# [What is expected]
Retype the following lines with no changes.

# [Given data]
────

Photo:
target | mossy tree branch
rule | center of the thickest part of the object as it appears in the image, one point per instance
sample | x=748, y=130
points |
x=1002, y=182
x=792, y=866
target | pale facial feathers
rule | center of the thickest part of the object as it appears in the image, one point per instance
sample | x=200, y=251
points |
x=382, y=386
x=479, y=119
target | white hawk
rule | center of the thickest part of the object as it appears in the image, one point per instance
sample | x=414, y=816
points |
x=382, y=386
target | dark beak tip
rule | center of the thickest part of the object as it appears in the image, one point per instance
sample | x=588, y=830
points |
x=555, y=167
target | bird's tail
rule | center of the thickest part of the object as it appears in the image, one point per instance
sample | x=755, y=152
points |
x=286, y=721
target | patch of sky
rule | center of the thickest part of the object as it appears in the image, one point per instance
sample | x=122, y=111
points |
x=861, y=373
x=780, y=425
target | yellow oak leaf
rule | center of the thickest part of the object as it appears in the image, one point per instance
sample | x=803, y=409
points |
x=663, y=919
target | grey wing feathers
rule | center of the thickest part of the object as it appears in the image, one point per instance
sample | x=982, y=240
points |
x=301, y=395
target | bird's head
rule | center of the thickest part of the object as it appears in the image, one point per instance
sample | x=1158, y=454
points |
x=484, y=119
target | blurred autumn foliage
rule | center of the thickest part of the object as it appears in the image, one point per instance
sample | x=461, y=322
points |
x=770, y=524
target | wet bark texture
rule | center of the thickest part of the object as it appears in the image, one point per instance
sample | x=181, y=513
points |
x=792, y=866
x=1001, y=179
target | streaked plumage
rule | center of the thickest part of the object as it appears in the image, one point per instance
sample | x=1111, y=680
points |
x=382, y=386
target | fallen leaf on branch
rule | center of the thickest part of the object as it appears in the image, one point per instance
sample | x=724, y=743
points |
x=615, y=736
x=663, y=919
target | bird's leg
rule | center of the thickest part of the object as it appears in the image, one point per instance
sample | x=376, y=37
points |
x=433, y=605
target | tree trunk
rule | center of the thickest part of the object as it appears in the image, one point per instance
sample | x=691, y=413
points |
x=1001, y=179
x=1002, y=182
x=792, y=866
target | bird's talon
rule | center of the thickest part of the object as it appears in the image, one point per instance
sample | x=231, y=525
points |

────

# [Output for this task]
Photo:
target | mossy tree branch
rule | center of the thickest part of the object as it appears in the image, one point per instance
sample | x=748, y=130
points |
x=1002, y=182
x=792, y=866
target | pale facial feathers
rule | center of the thickest part of the object as it appears in the image, one point per instance
sample | x=200, y=251
points |
x=382, y=386
x=479, y=119
target | white hawk
rule | center of the thickest part of the object as it appears in the image, one point per instance
sample | x=414, y=816
points |
x=382, y=386
target | dark beak tip
rule | center of the thickest part of the object as it appears in the image, one point per instance
sample | x=588, y=830
points |
x=555, y=167
target | bird's tail
rule | center of the thickest part of the object as it appears in the image, one point per instance
sample | x=755, y=152
points |
x=286, y=721
target | patch of sky
rule | center of the thickest part of the object as it appears in the image, one point per instance
sample | x=122, y=111
points |
x=861, y=373
x=780, y=425
target | yellow oak leaf
rule | center of the thickest part of the object as it appears in the image, one point per instance
sample | x=803, y=409
points |
x=663, y=919
target | grey wing feathers
rule | center of the thickest part of the object as it appears in the image, one point per instance
sample | x=982, y=240
points |
x=301, y=395
target | bird's head
rule | center of the thickest part of the object as it appears in the image, one point per instance
sample | x=1158, y=454
points |
x=484, y=119
target | blurred autumn foliage
rule | center of the thickest part of the object as it appears in the image, one point per instance
sample | x=461, y=322
points |
x=770, y=524
target | wet bark texture
rule | center of the thickest part of the object as it appears in the image, one point per instance
sample | x=181, y=513
points |
x=792, y=866
x=1001, y=179
target | streaked plumage
rule | center of the thickest part of the object as it appears in the image, one point per instance
sample | x=1111, y=680
points |
x=382, y=386
target | fallen leaf on branch
rule | center of the thickest part of the object as it appears in the image, one point per instance
sample | x=724, y=743
points |
x=615, y=736
x=663, y=919
target | bird's leg
rule | center of the thickest part of the object as it appears in the image, one point per instance
sample | x=376, y=37
points |
x=433, y=605
target | tree trunk
rule | center of the thickest part of the object as it appears in the image, one point per instance
sample | x=691, y=413
points |
x=1001, y=179
x=1002, y=182
x=792, y=866
target | bird's talon
rule | center of the thickest part of the object as it appears in the image, one point per instance
sample | x=231, y=525
points |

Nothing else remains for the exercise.